__Tugas Latihan__:
(1) Berdasarkan teks sumber, jelaskan alasan mayoritas anggota Konstituante setuju dengan bentuk negara kesatuan. Jawablah dalam satu sampai tiga kalimat.
(2) Sebutkan semua faktor yang menurut teks sumber turut membentuk jalannya persidangan Konstituante.

__Teks Sumber__:
══════════════════════════════
Masyumi, misalnya, sangat gigih memperjuangkan kebebasan beragama, termasuk hak untuk memeluk dan menyiarkan agama. Kubu nasionalis dan sosialis cenderung menekankan hak-hak ekonomi dan sosial, seperti hak atas pekerjaan, pendidikan, dan kesehatan. Meskipun banyak pasal HAM yang berhasil dirumuskan dengan baik di tingkat komisi, pembahasannya seringkali terhambat oleh perbedaan prinsip dan ideologi yang mendasar.
4. Hubungan Pusat dan Daerah
Isu otonomi daerah dan pembagian kekuasaan antara pemerintah pusat dan daerah juga menjadi perhatian. Pengalaman federalisme RIS yang gagal menimbulkan trauma, sehingga mayoritas anggota setuju dengan bentuk negara kesatuan. Namun, bagaimana wewenang pusat dan daerah diatur agar daerah memiliki cukup ruang untuk berkembang tanpa mengancam kesatuan bangsa menjadi perdebatan tersendiri. Beberapa daerah yang merasa kurang diperhatikan oleh pusat mengadvokasi otonomi yang lebih luas, sementara pusat ingin menjaga integritas negara.
5. Kedudukan dan Peran Militer
Pada masa itu, Tentara Nasional Indonesia (TNI) sudah mulai menunjukkan pengaruh politiknya. Perdebatan tentang kedudukan TNI dalam konstitusi – apakah sebagai alat negara yang profesional dan apolitis, atau memiliki peran yang lebih aktif dalam kehidupan politik dan sosial – mulai muncul. Sebagian anggota Konstituante ingin militer tetap berada di bawah kendali sipil yang ketat, sementara yang lain melihat peran militer yang lebih luas sebagai stabilisator keamanan dan pembangunan.
6. Sistem Ekonomi dan Kesejahteraan Sosial
Perumusan pasal-pasal mengenai sistem ekonomi negara juga memicu perdebatan. Apakah Indonesia akan menganut sistem ekonomi kapitalis, sosialis, ataukah ekonomi campuran dengan ciri khas Indonesia (ekonomi kerakyatan/Pancasila)? Partai-partai sosialis dan komunis mengusung ide-ide ekonomi terencana dan nasionalisasi industri strategis, sementara kelompok kanan cenderung mendukung peran swasta yang lebih besar. Meskipun Pasal 33 UUD 1945 sudah memberikan kerangka dasar tentang ekonomi berdasarkan kekeluargaan, implementasinya dalam konstitusi baru tetap menjadi arena perdebatan yang sengit.
Dinamika Politik dan Tantangan Eksternal
Perjalanan Konstituante tidak hanya diwarnai oleh perdebatan internal di antara anggotanya, tetapi juga sangat dipengaruhi oleh dinamika politik eksternal dan tantangan yang dihadapi negara pada saat itu. Lingkungan politik yang tidak stabil, ancaman disintegrasi, serta peran Presiden Soekarno yang semakin dominan turut membentuk jalannya persidangan Konstituante.
══════════════════════════════
__Data Tercatat__:
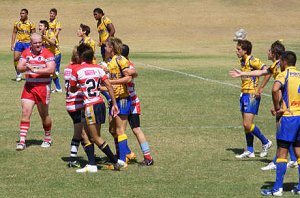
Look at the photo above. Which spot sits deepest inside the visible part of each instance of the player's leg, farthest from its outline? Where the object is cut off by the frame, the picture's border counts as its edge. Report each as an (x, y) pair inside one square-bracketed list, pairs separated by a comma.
[(27, 107), (112, 130), (251, 106), (95, 116), (281, 166), (43, 110), (76, 139), (17, 54), (293, 159), (55, 75), (134, 122)]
══════════════════════════════
__Jawaban Latihan__:
(1) Pengalaman federalisme RIS yang gagal telah menimbulkan trauma. Karena itu, mayoritas anggota setuju dengan bentuk negara kesatuan.

(2)
- Lingkungan politik yang tidak stabil
- Ancaman disintegrasi
- Peran Presiden Soekarno yang semakin dominan